◆ **QUOTED PASSAGE**
-------------------------
Missing teeth can be embarrassing and make it difficult to chew food properly. Tooth loss can be the result of periodontal disease, advanced tooth decay, or injury. The good news is that in modern dentistry, there are several options available to replace missing teeth. By far the highest quality option available today is the dental implant. Not everyone is a candidate for dental implants. Whether or not your dentist recommends a dental implant is likely to depend on the spacing of your surrounding teeth and the amount and condition of your underlying bone. Once your dentist has approved you as a candidate for a dental implant, one of your first questions is likely to be, "How much will this cost?" There are three main factors that affect the cost of dental implants: Insurance, geographic location, and your choice of dentist.
-------------------------
◆ **DATA UNDER STUDY**
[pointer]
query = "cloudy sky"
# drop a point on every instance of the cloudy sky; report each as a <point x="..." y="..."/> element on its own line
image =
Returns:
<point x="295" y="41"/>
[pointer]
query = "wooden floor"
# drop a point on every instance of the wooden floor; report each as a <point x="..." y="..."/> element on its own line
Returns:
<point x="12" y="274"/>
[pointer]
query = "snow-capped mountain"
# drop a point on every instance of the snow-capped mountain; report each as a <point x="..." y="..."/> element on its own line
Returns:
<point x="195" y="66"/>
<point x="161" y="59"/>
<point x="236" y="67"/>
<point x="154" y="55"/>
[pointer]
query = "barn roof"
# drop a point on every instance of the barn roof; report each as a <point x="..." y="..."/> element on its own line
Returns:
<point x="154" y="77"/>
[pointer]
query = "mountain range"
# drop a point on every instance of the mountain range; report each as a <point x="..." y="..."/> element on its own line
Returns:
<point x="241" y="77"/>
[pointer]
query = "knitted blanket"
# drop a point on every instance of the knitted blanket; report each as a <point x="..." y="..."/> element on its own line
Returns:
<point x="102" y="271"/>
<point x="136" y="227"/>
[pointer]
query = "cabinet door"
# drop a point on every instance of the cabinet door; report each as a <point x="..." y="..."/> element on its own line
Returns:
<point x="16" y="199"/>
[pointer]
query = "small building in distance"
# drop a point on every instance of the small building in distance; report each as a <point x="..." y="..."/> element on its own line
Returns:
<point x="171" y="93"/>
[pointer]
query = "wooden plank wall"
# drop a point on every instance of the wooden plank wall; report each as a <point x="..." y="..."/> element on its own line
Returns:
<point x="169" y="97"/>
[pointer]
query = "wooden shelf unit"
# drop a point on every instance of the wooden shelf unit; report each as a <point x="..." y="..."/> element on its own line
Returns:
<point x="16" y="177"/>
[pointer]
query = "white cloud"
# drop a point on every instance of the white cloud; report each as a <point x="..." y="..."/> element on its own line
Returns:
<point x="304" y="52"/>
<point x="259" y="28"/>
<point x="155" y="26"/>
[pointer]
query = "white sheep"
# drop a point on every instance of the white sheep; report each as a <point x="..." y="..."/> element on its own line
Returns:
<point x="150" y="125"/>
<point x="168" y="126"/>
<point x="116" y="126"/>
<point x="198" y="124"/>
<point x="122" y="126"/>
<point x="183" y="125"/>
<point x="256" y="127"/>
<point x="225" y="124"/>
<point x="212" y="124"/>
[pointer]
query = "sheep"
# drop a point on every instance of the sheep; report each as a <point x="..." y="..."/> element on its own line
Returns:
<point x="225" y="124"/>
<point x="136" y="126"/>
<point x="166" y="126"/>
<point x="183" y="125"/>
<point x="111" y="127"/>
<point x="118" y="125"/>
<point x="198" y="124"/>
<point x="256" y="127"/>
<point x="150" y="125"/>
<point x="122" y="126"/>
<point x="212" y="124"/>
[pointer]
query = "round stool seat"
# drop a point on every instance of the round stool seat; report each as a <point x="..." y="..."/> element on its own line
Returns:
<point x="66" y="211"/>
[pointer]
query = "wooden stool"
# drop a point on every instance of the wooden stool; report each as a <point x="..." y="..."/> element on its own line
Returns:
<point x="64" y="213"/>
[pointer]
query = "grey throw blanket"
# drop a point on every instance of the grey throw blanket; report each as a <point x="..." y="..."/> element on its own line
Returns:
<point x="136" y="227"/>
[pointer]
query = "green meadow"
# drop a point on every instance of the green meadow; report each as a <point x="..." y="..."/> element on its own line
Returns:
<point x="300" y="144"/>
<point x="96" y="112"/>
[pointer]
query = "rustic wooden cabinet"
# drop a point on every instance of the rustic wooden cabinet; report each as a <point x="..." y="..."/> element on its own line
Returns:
-------------------------
◆ **TASK OBJECTIVE**
Quote the passage above about replacing missing teeth with dental implants, word for word and in full.

◆ **TASK SOLUTION**
Missing teeth can be embarrassing and make it difficult to chew food properly. Tooth loss can be the result of periodontal disease, advanced tooth decay, or injury. The good news is that in modern dentistry, there are several options available to replace missing teeth. By far the highest quality option available today is the dental implant. Not everyone is a candidate for dental implants. Whether or not your dentist recommends a dental implant is likely to depend on the spacing of your surrounding teeth and the amount and condition of your underlying bone. Once your dentist has approved you as a candidate for a dental implant, one of your first questions is likely to be, "How much will this cost?" There are three main factors that affect the cost of dental implants: Insurance, geographic location, and your choice of dentist.